Glossary of Wine Terms
TABLE WINE — Wines of between seven percent and fourteen percent alcohol, generally intended to be consumed with food.
TANNIN — A group of organic compounds found in the bark, roots, stems and seeds of many plants which gives wine astringency, structure and flavor, and which assists in the aging process. The source of the “puckeriness” of many young red wines.
TART — Describes a wine high in acid content. A sharp-and-sour taste description used with both positive and negative connotations.
TARTARIC ACID — The primary acid in wine which forms crystals of potassium bitartrate, harmless flakes or deposits frequently found in bottled wine.
TEINTURIER — Highly-pigmented grapes often used to deepen the color of red wines.
TERROIR — the complete natural environment in which a particular wine is produced, including factors such as the soil (type and drainage), topography (including orientation to the sun), and climate.
THICK — Describes highly-concentrated wines often high in tannins and with low acidity.
TOASTY — Describes smells and flavors derived from dead yeast cells and sediments the wine has been in contact with, but primarily associated with the oakbarrel in which the wine is aged. Often an attractive flavor component in white wine.
2,4,6-TRICHLOROANISOLE — 2,4,6-Trichloroanisole is a compound responsible for the corkiness in wine. TCA contamination can be caused by cork stoppers, barrels and even the wood within the cellar. Most general consumers have difficulty tasting the musty off-flavor caused by the presence of TCA. However, while you may not be able to taste or smell it, even a very small amount of TCA disturbs the aromas and flavors of fruit of a wine.

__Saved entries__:

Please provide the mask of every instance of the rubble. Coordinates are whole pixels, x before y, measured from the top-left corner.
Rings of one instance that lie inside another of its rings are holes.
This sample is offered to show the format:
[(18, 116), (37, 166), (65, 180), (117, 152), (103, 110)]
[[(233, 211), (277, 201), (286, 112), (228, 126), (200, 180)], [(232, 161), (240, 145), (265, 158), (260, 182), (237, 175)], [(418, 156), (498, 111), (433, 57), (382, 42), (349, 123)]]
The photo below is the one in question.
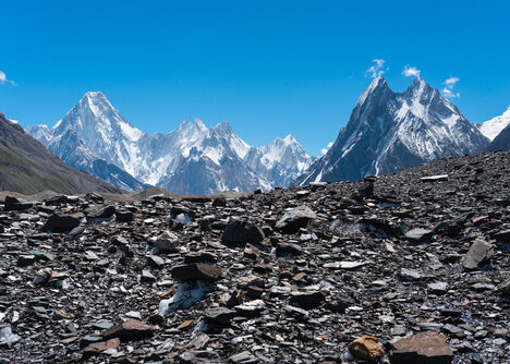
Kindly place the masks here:
[(268, 193), (0, 203), (1, 356), (510, 362), (509, 186), (495, 153)]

__List of tasks__:
1. Condense the glossary paragraph beginning "2,4,6-TRICHLOROANISOLE — 2,4,6-Trichloroanisole is a compound" into a bulleted list that keeps its main facts.
2. Write out everything in the glossary from "TARTARIC ACID —" down to "in white wine.", changing "dead yeast cells" to "spent yeast cells".
The saved entries above are independent of the glossary and are provided as separate material.

__Responses__:
1.
- 2,4,6-Trichloroanisole (TCA) is the compound responsible for corkiness in wine.
- TCA contamination can be caused by cork stoppers, barrels and even the wood within the cellar.
- Most general consumers have difficulty tasting the musty off-flavor that TCA causes.
- Even a very small amount of TCA disturbs a wine's fruit aromas and flavors, whether or not it can be tasted or smelled.

2.
TARTARIC ACID — The primary acid in wine which forms crystals of potassium bitartrate, harmless flakes or deposits frequently found in bottled wine.
TEINTURIER — Highly-pigmented grapes often used to deepen the color of red wines.
TERROIR — the complete natural environment in which a particular wine is produced, including factors such as the soil (type and drainage), topography (including orientation to the sun), and climate.
THICK — Describes highly-concentrated wines often high in tannins and with low acidity.
TOASTY — Describes smells and flavors derived from spent yeast cells and sediments the wine has been in contact with, but primarily associated with the oakbarrel in which the wine is aged. Often an attractive flavor component in white wine.